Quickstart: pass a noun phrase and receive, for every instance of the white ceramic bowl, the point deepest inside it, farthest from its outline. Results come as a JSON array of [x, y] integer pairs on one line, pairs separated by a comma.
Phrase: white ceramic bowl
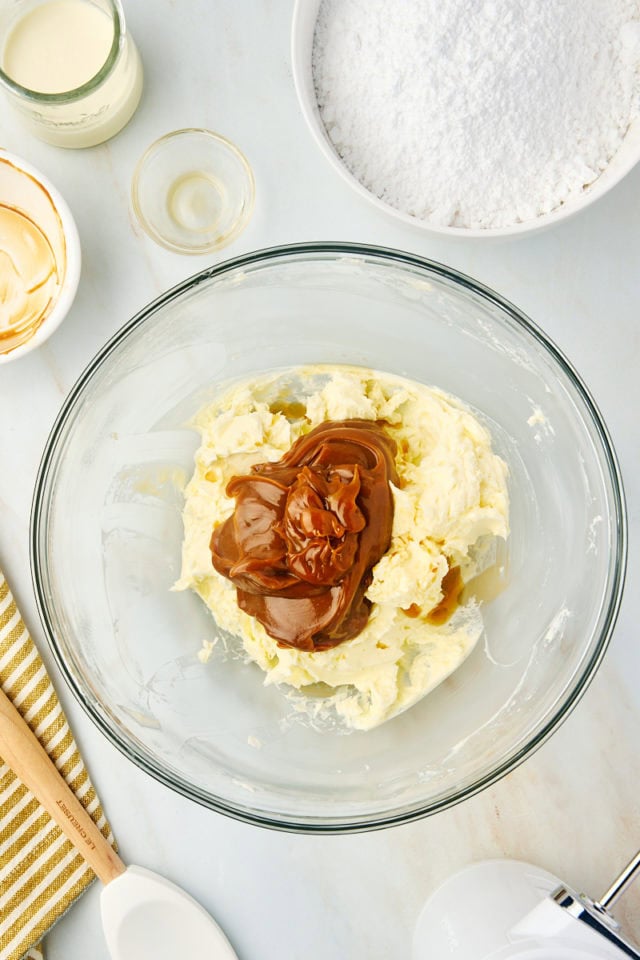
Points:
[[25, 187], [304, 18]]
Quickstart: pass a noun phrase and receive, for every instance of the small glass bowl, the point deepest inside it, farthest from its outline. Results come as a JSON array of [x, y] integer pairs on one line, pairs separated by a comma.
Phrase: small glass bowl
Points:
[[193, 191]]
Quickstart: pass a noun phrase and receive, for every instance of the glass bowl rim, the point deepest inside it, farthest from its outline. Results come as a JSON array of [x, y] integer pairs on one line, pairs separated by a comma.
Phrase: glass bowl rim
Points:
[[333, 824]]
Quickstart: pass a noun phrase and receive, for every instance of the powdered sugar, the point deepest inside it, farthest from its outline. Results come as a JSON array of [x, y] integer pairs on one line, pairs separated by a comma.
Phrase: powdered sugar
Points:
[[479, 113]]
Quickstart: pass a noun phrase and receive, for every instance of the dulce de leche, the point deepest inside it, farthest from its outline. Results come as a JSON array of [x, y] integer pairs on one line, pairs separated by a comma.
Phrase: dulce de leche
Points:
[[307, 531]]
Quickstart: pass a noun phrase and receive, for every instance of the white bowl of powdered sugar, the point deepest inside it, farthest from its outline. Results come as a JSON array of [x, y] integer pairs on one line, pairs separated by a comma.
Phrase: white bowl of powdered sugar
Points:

────────────────────

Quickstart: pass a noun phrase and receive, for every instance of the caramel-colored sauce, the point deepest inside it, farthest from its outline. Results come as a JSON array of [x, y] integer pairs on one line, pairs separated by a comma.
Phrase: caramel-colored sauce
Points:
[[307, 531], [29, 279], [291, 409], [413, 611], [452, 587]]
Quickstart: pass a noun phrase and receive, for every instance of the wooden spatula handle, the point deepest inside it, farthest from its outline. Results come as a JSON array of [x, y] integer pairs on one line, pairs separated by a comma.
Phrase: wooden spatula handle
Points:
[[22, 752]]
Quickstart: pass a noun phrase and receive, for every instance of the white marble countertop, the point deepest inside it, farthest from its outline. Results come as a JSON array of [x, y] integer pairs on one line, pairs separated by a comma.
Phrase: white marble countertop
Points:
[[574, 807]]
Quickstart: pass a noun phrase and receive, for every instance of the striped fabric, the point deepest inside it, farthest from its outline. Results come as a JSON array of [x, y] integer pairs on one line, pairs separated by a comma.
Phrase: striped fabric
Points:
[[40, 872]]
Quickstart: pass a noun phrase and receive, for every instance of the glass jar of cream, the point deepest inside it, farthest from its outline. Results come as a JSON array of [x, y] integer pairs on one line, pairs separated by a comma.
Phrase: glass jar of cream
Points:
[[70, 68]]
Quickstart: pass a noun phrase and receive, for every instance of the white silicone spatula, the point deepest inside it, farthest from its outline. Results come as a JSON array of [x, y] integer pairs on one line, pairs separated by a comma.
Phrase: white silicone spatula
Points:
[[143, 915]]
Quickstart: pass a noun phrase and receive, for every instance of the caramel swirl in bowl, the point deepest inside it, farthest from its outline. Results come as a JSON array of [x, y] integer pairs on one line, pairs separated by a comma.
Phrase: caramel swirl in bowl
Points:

────────────────────

■ **What you have to do**: Scan the listing and report each line where the word "sauce" shows up.

■ **Result below**:
Quickstart: pass a noun phrase and receive, for every instance of the caramel-colored sauce, the point deepest inside it, farthest from its outline. Results come as a JSON array of [x, y] integer pairs on one line, pairs separated by a comma.
Phrase: caramel-colored sauce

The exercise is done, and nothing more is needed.